> **Исходный текст**:
#####
И есть ли у романа, как литературного произведения, какие-либо конкретные и внятные признаки? Помимо объема, разумеется. Или теперь уже нет? Вопрос этот я обращаю к самому себе, но, наверное, об этом лучше осведомиться у специалистов. Понятно лишь, что для Джойса эти признаки, если они еще существуют, не указ. Вольно или невольно он разрушает наше старомодное представление о том, каким должен быть роман.
Я думаю, что лучшего определения, чем просто «произведение» для «Улисса» не придумать. Скромно и непритязательно. Даже не литературное, а просто произведение, то есть, буквально, нечто произведенное автором. Сказанное мною вовсе не означает, что произведение «Улисс» не имеет отношение к литературе. Есть в нем, при общей бессвязности и хаотичности текста, выдающиеся с художественной точки зрения куски. Вам не кажется, что «текст» и «куски» хорошо соотносятся между собой?
Начало произведения носит сравнительно невинный характер в смысле покушения на каноны; здесь имеют место какие-никакие действующие лица (на самом деле они никаких действий не совершают, а просто тупо варятся в собственном соку, или, лучше сказать, в собственном бытии); в их числе известный нам уже Стивен Дедал из «Портрета художника в юности», переименованный с какой-то непонятной целью в Сетефена Дедалуса, обещающий, если судить по количеству уделенных ему автором строк в первых двух эпизодах, утвердиться в дальнейшем повествовании в качестве главного героя.
Но после первых двух эпизодов наступает время обескураживающего эпизода № 3. Только-только приспособишься к неудобоваримому стилю Джойса, как – бац! И все поменялось. Забудьте о неудобоваримом, но все-таки относительно внятном стиле первых эпизодов. Отныне вы будете вспоминать о нем с ностальгией.
Два раза прочел этот эпизод, поймал себя на том, что приступил к нему в третий раз и … и прекратил это дело, осознав наконец, что «рублю дерево» не по своим скромным силам. Замучился лазить в интернет: в иезуитском колледже не обучался, французским не владею, да и Париже никогда не был. Лишний раз убедился в том, что мои знания, какой бы области они ни касались, весьма поверхностны.
Непреодолимая модальность видимого, и она же слышимого… Как вам это? Ну, хорошо, при определенном умственном усилии в этом отдельном случае еще можно догадаться (или предположить), что, собственно, автор имеет в ввиду. Но весь эпизод, а это шестнадцать полновесных страниц, о чем он?!
Теоретически я понимаю, что это своего рода авторский прием (не пресловутый ли это «поток сознания»?), призванный полнее раскрыть архисложный внутренний мир своего чрезмерно образованного героя. Попробуйте и вы ретроспективно отследить прихотливый полет собственной мысли хотя бы до двенадцатого колена. Такого изящества и насыщенности в культурном отношении, как у Джойса, вы, быть может, и не достигните, но заблудитесь капитально, не хуже, чем он.
Нет, все-таки шестнадцать страниц – это перебор, как бы ни был талантлив автор.
#####
> **Строки из набора данных**:
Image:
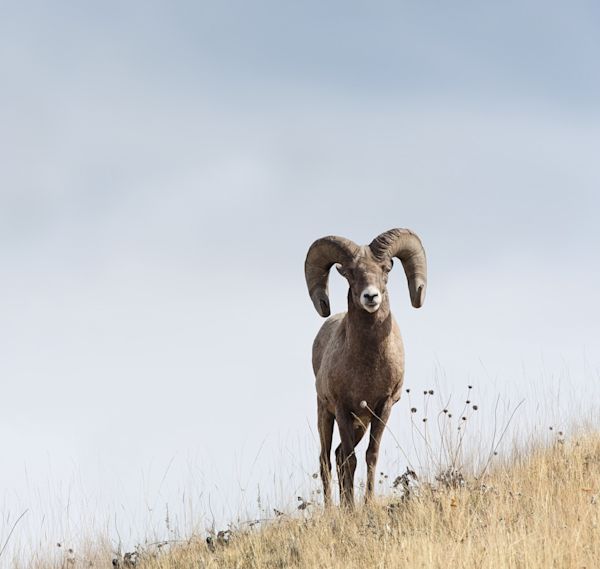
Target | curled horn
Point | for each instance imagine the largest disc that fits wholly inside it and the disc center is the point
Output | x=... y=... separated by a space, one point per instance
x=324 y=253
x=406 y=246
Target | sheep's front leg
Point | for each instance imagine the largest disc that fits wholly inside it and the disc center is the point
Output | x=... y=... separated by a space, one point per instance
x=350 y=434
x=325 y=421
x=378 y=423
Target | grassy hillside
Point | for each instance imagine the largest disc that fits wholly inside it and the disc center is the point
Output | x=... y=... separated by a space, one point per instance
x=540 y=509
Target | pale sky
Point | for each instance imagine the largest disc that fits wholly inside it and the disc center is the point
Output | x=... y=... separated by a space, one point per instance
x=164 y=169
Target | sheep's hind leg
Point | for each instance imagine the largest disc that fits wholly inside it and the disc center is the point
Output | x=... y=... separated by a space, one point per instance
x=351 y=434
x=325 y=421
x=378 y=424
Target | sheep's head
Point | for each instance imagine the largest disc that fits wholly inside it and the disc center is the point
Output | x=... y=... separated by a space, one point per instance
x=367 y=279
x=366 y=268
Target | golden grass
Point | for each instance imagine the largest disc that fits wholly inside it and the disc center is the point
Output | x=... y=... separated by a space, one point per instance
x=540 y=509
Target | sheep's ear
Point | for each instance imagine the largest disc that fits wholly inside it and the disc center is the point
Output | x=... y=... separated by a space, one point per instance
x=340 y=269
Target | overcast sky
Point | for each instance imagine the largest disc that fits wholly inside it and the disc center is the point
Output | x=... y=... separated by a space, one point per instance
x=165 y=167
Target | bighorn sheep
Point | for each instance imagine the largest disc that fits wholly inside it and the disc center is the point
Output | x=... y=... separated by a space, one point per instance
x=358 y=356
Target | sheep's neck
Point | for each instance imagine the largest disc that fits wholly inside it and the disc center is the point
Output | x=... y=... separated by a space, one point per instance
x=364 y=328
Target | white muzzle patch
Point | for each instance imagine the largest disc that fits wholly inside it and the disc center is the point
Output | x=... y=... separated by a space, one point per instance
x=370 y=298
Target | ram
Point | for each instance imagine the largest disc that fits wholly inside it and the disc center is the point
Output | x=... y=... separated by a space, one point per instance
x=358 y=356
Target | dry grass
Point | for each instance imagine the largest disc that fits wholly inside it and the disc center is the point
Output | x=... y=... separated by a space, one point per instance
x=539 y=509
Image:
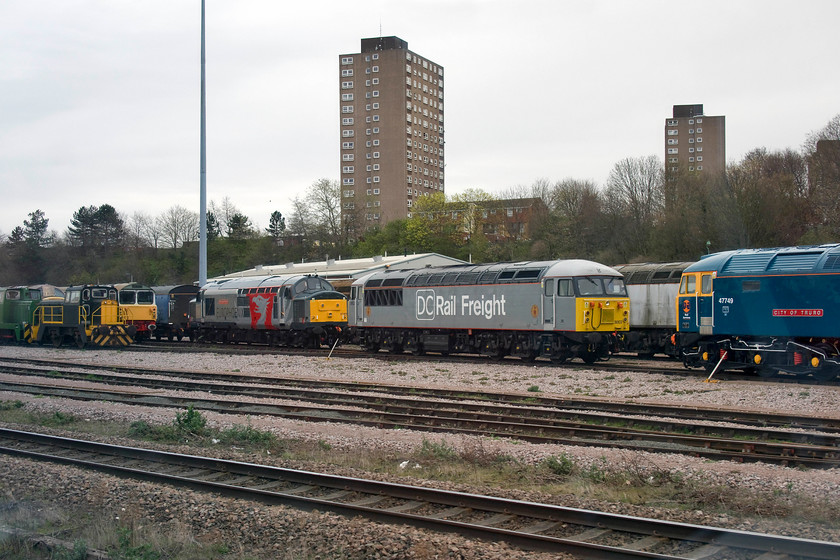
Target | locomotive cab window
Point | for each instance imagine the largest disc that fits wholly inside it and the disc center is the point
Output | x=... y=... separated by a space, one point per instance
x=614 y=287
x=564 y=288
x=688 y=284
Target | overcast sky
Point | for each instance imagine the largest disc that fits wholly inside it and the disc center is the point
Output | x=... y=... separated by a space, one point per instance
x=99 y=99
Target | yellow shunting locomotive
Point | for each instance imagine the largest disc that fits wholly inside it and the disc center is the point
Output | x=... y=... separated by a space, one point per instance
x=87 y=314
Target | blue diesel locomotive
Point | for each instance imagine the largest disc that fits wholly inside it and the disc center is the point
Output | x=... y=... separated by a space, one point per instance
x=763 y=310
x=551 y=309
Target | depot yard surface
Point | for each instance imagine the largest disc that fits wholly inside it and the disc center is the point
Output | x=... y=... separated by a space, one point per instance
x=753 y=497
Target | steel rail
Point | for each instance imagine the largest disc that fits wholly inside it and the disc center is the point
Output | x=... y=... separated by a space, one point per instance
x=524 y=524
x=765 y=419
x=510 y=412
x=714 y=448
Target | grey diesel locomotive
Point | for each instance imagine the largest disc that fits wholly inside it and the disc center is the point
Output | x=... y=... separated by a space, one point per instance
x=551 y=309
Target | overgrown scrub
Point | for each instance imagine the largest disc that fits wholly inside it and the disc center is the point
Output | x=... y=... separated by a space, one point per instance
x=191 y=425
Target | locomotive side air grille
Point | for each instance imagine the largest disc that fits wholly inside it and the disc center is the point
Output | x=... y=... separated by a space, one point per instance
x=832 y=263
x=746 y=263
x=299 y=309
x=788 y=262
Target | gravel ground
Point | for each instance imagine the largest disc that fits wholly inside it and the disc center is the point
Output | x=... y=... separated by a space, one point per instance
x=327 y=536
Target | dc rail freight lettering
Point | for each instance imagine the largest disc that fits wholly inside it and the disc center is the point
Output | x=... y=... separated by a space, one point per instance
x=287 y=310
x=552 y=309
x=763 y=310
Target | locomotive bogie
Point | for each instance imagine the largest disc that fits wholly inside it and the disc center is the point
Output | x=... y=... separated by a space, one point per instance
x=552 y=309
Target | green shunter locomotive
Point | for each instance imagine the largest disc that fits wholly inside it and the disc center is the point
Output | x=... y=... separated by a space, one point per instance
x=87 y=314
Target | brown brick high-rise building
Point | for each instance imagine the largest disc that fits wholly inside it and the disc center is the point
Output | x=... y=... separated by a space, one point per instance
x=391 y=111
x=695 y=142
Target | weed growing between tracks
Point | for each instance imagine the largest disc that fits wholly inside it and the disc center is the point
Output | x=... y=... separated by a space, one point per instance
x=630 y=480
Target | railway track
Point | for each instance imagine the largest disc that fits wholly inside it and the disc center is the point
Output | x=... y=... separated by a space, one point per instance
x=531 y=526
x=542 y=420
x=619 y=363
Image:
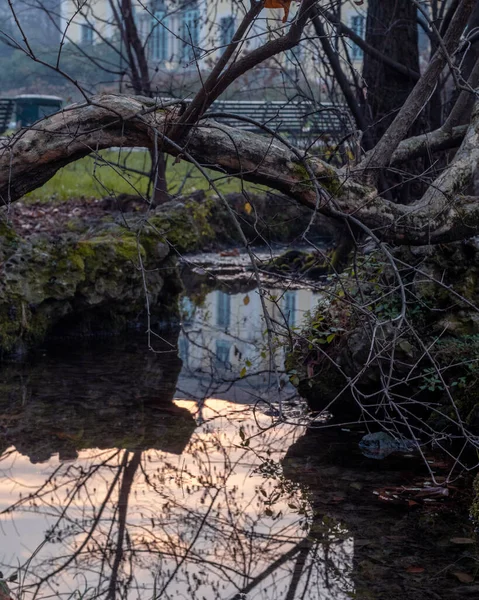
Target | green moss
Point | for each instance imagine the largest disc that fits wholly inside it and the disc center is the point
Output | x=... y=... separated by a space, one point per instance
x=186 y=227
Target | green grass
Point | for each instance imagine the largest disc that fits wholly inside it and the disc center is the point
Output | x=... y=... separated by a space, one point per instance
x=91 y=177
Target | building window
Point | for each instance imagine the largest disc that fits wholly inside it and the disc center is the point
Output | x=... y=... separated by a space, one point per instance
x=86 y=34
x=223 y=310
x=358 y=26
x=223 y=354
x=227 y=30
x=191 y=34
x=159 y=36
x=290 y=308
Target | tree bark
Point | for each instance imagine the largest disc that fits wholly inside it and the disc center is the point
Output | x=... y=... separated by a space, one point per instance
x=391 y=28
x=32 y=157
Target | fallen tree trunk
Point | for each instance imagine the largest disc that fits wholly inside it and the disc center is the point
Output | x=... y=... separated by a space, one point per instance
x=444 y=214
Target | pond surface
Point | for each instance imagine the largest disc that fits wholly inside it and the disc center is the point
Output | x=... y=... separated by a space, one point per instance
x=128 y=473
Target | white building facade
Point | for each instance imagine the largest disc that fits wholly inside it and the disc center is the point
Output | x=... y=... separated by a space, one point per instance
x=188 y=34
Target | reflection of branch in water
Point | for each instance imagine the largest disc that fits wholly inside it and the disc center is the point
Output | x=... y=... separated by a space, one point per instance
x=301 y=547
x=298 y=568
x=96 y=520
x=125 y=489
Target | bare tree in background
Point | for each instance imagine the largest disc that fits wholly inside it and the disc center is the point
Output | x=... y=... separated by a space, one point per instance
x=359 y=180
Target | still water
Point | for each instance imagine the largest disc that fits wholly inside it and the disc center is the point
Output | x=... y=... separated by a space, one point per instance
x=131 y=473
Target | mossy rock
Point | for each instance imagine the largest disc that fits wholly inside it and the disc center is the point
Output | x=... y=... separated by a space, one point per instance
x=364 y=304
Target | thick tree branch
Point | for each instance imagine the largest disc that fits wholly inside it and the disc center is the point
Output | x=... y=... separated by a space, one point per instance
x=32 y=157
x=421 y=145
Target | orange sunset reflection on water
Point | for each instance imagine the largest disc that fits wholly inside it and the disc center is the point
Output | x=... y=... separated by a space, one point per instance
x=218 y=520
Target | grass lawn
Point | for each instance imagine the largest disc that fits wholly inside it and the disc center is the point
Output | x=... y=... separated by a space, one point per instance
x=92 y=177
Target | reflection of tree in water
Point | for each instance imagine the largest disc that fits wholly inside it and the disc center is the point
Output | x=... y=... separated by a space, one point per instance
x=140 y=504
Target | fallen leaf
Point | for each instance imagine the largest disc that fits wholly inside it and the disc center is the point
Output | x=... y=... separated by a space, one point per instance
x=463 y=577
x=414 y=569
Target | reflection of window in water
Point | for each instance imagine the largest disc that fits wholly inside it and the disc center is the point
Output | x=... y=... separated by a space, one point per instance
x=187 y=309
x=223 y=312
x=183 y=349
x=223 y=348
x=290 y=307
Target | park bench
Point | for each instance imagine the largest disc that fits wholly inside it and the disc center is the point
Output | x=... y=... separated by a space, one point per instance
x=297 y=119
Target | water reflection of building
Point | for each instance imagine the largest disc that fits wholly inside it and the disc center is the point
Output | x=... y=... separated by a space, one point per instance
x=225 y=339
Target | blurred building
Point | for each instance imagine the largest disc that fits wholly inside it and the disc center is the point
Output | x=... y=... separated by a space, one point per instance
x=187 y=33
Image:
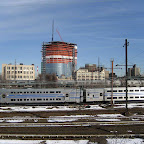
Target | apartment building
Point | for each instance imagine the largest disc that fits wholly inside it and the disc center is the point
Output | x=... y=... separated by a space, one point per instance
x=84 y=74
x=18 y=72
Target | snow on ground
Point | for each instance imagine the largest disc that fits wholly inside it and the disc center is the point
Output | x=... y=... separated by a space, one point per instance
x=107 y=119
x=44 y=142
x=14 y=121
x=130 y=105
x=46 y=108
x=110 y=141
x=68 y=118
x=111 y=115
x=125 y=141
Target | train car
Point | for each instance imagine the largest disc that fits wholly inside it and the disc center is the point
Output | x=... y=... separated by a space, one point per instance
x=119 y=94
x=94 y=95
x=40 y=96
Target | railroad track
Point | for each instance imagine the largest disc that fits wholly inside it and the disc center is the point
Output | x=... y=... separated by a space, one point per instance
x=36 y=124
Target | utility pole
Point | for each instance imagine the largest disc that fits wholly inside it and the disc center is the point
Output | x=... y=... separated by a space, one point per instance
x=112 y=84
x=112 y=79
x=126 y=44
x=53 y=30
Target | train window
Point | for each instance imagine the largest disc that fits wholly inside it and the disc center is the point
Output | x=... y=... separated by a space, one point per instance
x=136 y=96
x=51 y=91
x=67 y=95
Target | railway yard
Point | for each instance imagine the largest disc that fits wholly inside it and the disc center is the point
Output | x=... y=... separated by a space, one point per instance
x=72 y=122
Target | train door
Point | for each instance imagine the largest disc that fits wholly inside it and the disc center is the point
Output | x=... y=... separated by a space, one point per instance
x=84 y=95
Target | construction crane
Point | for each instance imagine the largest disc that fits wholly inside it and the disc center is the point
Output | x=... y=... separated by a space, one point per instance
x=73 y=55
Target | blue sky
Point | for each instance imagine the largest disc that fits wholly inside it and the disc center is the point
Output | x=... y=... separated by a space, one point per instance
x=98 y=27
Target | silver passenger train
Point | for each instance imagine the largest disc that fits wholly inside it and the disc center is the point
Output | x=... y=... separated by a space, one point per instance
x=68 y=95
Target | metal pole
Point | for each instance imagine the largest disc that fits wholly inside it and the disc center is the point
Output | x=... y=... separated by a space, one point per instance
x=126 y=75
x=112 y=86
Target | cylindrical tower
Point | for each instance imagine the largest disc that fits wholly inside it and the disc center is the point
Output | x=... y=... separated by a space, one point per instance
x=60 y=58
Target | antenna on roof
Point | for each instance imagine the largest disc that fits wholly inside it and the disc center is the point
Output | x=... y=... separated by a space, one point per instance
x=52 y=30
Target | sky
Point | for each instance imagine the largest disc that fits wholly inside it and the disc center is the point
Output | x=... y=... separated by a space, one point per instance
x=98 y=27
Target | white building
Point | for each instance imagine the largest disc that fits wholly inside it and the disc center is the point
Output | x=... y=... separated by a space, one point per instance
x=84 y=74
#####
> **Задания**:
a) Выпишите из текста об «Улиссе» фрагмент между словами «И есть ли у» и «должен быть роман.» включительно.
b) Каким языком, по признанию автора текста об «Улиссе», он не владеет?
Листинг взят из другого источника.

> **Ответы к заданиям**:
a)
И есть ли у романа, как литературного произведения, какие-либо конкретные и внятные признаки? Помимо объема, разумеется. Или теперь уже нет? Вопрос этот я обращаю к самому себе, но, наверное, об этом лучше осведомиться у специалистов. Понятно лишь, что для Джойса эти признаки, если они еще существуют, не указ. Вольно или невольно он разрушает наше старомодное представление о том, каким должен быть роман.

b) Французским.